## begin

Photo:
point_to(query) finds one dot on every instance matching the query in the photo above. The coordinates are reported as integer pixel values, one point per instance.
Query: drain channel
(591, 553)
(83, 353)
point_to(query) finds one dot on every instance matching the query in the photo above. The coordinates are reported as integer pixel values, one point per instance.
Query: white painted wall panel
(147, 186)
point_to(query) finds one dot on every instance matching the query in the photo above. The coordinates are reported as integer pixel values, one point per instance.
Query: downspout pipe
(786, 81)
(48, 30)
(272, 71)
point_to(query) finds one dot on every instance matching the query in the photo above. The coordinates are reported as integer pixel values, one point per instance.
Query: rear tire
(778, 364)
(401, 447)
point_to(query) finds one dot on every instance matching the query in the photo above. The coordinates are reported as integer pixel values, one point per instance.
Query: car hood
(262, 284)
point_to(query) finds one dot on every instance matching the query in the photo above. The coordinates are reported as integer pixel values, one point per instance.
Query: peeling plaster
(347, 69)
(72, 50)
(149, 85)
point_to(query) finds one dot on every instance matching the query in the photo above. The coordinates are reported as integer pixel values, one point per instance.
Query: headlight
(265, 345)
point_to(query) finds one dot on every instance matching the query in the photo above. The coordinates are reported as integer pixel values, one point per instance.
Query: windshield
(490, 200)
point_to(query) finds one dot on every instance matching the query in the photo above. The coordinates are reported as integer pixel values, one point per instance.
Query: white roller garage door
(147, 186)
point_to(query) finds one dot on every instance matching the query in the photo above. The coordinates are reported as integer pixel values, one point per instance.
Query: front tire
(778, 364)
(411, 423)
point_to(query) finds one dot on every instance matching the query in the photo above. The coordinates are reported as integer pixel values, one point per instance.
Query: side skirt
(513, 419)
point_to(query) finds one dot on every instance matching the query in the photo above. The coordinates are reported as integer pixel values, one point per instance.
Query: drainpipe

## end

> Goal
Pick out each line of the material above that contains the word "white" and copy those lines.

> Exercise output
Query: white painted wall panel
Query: white roller garage door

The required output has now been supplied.